SOURCE TEXT:
Back to Journals » Clinical Ophthalmology » Volume 8

Treatment of vascular activity secondary to atypical choroidal nevus using intravitreal bevacizumab

Authors Cavalcante M, Villegas V, Gold A, Cavalcante L, Lonngi M, Shah N, Murray T

Received 15 March 2014

Accepted for publication 5 May 2014

Published 22 July 2014 Volume 2014:8 Pages 1377—1382

DOI https://doi.org/10.2147/OPTH.S64138

Checked for plagiarism Yes

Review by Single anonymous peer review

Peer reviewer comments 4


Milena L Cavalcante,1 Victor M Villegas,2 Aaron S Gold,2 Ludimila L Cavalcante,1 Marcela Lonngi,1 Nisha V Shah,1 Timothy G Murray2

1Bascom Palmer Eye Institute, University of Miami Miller School of Medicine, Miami, FL, USA; 2Murray Ocular Oncology and Retina, Miami, FL, USA

Objective: To report the optical coherence tomography (OCT) findings of 27 eyes treated with intravitreal bevacizumab for intraretinal and subretinal vascular activity associated with atypical choroidal nevi.
Methods: This was an Internal Review Board-approved retrospective review of 27 eyes of 27 patients with choroidal nevus treated for secondary vascular activity with intravitreal injections of bevacizumab, performed by a single surgeon (TGM) at the Bascom Palmer Eye Institute. All patients were rigorously evaluated before the procedure and followed thereafter with ophthalmic examinations, refractive analysis, fundus photos, optical coherence tomography (OCT), and ocular echography. Patient demographics, tumor characteristics, dates of bevacizumab injections, and spectral-domain (SD)-OCT findings at each injection were recorded. Macular edema was graded as per SD-OCT findings for the initial and final visit.
Results: The mean age was 66.6 years (range, 40–86 years), with ten males and 17 females. Mean, median, and range baseline best corrected visual acuity (BCVA) were 20/53, 20/40, and 20/20–4/200, respectively. After a mean follow up of 29 months, the final BCVA mean, median, and range were 20/50, 20/40, and 20/20–20/400, respectively. The final BCVA ranged from 20/20 to 20/25 in nine eyes, while only six eyes had an initial BCVA within the same range. All patients demonstrated OCT findings of vascular activity suggestive of choroidal neovascularization (CNV). Initial SD-OCT findings included intraretinal cysts in eleven eyes, intraretinal fluid in six eyes, subretinal fluid in 14 eyes, pigment epithelial detachment in six eyes, epiretinal membrane in five eyes, and subretinal neovascularization in 14 eyes. On fundus photos, four eyes presented retinal hemorrhage. A mean of eight (range of 1–31) intravitreal bevacizumab (1.25 mg/0.05 cc) injections were given in all cases. A total of 37% (10/27) of eyes had complete or partial regression of vascular activity. The mean initial OCT classification for macular edema was 3 and a mean grade of 3 was maintained at the final follow-up OCT. All 27 choroidal nevi remained stable, and there were no adverse effects from the bevacizumab injections.
Conclusion: To our knowledge, this is the largest published case series of eyes treated with intravitreal bevacizumab for vascular activity associated with choroidal nevus. Intravitreal bevacizumab seems to be effective in the treatment of CNV secondary to choroidal nevus, and OCT can be a useful tool in the follow up of these patients, to assess the regression of CNV and to monitor macular edema.

EXTRACTED ENTRIES:

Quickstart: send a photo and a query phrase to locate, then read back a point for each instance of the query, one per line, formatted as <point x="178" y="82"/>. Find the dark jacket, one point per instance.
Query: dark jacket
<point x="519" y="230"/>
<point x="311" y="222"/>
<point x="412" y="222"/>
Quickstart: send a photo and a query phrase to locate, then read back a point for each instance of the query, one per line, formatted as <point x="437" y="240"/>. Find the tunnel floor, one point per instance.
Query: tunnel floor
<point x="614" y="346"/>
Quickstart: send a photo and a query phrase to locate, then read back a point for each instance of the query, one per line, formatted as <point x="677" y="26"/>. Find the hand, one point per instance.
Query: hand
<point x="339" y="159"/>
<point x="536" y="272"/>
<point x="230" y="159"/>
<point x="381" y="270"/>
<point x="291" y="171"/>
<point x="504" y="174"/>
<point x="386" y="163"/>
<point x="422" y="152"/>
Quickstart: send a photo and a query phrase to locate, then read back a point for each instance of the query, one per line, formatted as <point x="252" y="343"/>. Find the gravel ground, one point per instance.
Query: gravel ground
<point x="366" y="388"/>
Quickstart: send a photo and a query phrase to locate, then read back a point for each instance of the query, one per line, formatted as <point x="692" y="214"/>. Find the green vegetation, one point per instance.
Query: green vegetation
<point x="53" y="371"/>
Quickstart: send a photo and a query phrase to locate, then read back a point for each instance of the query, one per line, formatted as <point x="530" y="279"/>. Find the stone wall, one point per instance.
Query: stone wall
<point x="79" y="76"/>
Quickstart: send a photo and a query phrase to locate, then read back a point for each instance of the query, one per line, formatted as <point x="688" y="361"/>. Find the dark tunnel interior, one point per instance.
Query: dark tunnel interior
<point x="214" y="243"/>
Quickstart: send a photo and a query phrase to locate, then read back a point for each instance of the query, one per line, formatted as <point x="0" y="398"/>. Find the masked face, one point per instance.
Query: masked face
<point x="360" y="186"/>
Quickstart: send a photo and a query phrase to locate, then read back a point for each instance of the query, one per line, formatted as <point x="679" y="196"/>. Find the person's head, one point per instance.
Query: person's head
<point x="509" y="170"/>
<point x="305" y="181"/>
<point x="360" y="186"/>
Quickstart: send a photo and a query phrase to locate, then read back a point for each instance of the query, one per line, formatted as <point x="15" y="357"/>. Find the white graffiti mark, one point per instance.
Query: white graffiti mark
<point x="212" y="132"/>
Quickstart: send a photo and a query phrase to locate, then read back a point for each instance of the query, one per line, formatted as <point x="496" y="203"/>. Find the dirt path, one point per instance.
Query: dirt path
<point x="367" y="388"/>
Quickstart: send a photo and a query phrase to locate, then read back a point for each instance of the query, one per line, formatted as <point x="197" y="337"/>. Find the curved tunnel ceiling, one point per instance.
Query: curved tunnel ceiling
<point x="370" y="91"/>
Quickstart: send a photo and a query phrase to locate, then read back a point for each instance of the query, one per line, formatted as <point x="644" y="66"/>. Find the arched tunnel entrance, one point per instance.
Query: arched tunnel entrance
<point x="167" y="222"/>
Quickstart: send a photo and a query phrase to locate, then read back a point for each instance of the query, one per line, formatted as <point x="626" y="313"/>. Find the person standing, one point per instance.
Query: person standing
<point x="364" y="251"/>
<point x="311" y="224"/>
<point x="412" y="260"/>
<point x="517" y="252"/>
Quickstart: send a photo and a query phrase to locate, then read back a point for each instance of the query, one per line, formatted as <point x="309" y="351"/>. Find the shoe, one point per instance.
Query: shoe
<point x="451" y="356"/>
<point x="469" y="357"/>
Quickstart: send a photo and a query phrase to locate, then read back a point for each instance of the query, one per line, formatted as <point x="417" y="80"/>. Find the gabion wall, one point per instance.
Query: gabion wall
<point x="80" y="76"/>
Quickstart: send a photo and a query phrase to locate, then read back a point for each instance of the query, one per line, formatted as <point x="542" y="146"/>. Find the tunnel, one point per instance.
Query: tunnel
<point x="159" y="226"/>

EXERCISE OBJECTIVE:
From the bevacizumab study abstract, copy word for word the part that begins with the words containing "Conclusion: To our" and ends with "monitor macular edema.".

OUTPUT:
Conclusion: To our knowledge, this is the largest published case series of eyes treated with intravitreal bevacizumab for vascular activity associated with choroidal nevus. Intravitreal bevacizumab seems to be effective in the treatment of CNV secondary to choroidal nevus, and OCT can be a useful tool in the follow up of these patients, to assess the regression of CNV and to monitor macular edema.